Segment Start: Data provided

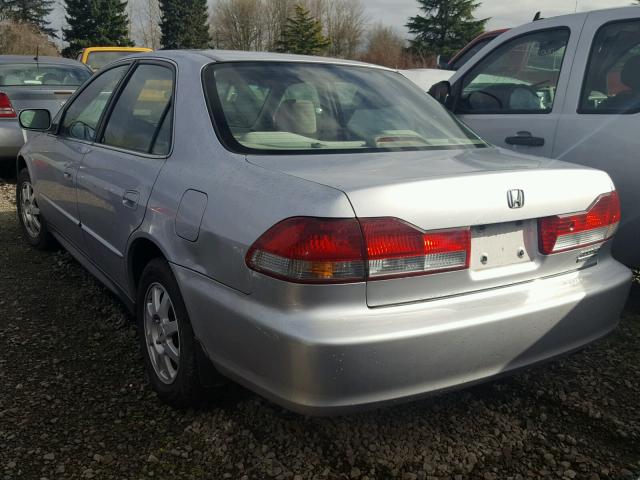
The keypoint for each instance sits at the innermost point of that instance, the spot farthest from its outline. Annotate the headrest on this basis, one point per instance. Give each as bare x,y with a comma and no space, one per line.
297,116
630,75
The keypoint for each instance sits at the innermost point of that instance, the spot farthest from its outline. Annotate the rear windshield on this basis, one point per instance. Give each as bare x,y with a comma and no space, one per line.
305,107
97,60
32,74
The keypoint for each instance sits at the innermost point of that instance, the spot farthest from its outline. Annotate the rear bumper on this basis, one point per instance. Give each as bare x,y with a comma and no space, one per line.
11,139
334,359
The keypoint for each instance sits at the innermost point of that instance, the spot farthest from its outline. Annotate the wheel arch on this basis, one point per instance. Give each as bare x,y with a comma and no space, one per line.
142,250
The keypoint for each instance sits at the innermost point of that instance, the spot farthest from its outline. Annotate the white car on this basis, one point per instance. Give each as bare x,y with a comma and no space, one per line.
425,78
567,88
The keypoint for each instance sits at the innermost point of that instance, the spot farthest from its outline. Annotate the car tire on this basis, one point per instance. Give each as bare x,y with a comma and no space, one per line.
31,220
166,337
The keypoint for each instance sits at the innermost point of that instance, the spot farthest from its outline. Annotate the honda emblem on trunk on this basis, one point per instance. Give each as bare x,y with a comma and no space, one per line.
515,198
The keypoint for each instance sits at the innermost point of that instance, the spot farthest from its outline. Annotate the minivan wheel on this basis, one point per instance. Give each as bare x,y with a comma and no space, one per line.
166,337
33,225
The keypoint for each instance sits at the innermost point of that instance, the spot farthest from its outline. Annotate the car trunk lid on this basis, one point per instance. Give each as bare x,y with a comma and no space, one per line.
442,190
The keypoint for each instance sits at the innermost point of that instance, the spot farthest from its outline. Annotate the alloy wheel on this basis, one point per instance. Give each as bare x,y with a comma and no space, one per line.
161,332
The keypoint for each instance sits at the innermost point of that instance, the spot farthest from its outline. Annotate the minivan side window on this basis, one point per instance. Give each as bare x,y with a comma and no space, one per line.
612,80
83,115
519,76
140,120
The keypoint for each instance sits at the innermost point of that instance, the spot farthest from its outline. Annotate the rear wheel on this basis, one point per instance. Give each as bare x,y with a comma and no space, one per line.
166,337
33,225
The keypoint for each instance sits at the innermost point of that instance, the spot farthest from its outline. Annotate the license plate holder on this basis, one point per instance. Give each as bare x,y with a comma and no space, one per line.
501,245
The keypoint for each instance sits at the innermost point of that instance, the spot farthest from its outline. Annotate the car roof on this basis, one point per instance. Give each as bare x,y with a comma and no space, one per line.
208,56
116,49
41,59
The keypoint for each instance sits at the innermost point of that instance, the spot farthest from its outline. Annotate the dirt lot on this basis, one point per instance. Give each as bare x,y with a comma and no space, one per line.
74,404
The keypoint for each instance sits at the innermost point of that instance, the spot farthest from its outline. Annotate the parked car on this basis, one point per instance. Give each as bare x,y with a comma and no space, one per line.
568,88
318,230
98,57
28,82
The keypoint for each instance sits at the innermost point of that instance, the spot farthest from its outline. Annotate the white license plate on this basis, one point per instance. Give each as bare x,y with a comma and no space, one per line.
502,244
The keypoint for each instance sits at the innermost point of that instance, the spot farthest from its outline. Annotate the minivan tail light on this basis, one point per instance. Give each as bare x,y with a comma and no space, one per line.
6,109
567,232
310,250
326,250
396,248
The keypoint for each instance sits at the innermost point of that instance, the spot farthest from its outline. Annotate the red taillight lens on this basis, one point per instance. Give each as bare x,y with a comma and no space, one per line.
323,250
6,109
566,232
310,250
396,248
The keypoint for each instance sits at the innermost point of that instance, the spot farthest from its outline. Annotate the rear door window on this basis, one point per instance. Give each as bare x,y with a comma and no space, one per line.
612,79
519,76
141,118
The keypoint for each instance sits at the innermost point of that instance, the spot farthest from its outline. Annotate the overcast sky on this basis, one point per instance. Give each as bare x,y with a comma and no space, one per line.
503,13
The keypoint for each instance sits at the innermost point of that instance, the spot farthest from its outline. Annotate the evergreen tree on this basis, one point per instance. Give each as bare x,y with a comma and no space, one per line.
95,23
32,12
302,34
184,24
445,26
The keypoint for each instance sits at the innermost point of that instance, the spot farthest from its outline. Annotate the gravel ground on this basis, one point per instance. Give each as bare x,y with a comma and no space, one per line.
74,404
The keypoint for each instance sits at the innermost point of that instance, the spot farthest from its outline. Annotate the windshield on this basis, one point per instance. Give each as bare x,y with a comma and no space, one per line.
97,60
305,107
31,74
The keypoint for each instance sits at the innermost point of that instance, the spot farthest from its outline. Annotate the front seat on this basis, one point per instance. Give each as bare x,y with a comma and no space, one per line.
629,99
297,116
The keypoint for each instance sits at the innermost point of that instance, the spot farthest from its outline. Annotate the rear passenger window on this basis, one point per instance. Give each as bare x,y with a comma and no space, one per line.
519,76
612,80
141,118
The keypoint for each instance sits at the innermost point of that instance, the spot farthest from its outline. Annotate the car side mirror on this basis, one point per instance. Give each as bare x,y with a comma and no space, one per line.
38,120
441,91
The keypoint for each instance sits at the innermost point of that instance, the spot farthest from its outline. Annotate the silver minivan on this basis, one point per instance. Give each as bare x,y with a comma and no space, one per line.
568,88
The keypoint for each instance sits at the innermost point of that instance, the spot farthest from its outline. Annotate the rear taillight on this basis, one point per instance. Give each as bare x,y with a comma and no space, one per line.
567,232
323,250
6,109
396,248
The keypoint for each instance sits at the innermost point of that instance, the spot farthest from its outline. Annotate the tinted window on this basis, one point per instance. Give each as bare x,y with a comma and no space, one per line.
466,55
272,106
141,110
612,80
32,74
83,115
520,76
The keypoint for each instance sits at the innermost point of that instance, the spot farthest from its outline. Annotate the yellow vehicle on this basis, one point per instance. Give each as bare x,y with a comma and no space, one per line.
98,57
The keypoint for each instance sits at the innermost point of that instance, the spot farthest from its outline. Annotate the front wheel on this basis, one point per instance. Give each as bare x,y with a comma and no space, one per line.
31,221
166,337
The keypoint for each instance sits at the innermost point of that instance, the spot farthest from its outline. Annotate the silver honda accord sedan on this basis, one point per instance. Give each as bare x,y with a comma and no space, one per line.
320,231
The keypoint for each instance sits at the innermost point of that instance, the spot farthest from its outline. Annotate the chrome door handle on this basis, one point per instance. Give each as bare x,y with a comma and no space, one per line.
525,139
130,199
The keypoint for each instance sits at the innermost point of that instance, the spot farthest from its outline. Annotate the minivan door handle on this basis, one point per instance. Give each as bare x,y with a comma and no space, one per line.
130,199
525,139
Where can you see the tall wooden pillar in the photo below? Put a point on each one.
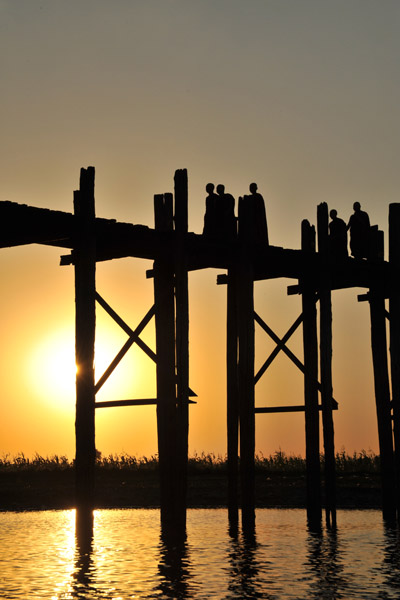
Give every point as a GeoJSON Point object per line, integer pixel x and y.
{"type": "Point", "coordinates": [232, 396]}
{"type": "Point", "coordinates": [182, 337]}
{"type": "Point", "coordinates": [165, 370]}
{"type": "Point", "coordinates": [85, 325]}
{"type": "Point", "coordinates": [310, 345]}
{"type": "Point", "coordinates": [394, 311]}
{"type": "Point", "coordinates": [382, 392]}
{"type": "Point", "coordinates": [245, 307]}
{"type": "Point", "coordinates": [325, 304]}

Segment End: Data provided

**What needs to be done:** Above are the records; from them, give again exactly the lines from the one containing "Annotate the yellow" through the one containing "Where can you", both included.

**Output below:**
The keypoint for each instance sits at the innermost point of that instance, the spot farthest from its outline. Annotate the yellow vehicle on this basis, one point per instance. Give each as bare x,y with a comma and no space, one per line.
98,57
The keypoint for each instance sits at the innermost point of that instance, the spot farthest from its outline. Annotate the front wheel on this basis, one point per instance. Give each as bare x,y with a comma and no space, one per line.
31,221
166,337
The keypoint for each instance sits at the innermost point of that instance, the spot farthest from its outline. Annotate the silver honda accord sedan on this basis, one point per instance. Give each as bare x,y with a comma and no space, one per line.
320,231
The keypoint for each instance sits at the innermost point of that instance, the spot farthest from its outline. Annotate the chrome door handle on this basis, one point per instance. Give each as bare x,y with a comma and no space, one per line.
525,139
130,199
The keypoint for each instance sits at the innermost point of that instance, the spot farthest from its outline. Annotate the minivan door handle on this basis, one point per instance. Give each as bare x,y with a comma and no space, one per line.
130,199
525,139
Where can you see the tall wooden pillar in the photo below? Put a point on each one.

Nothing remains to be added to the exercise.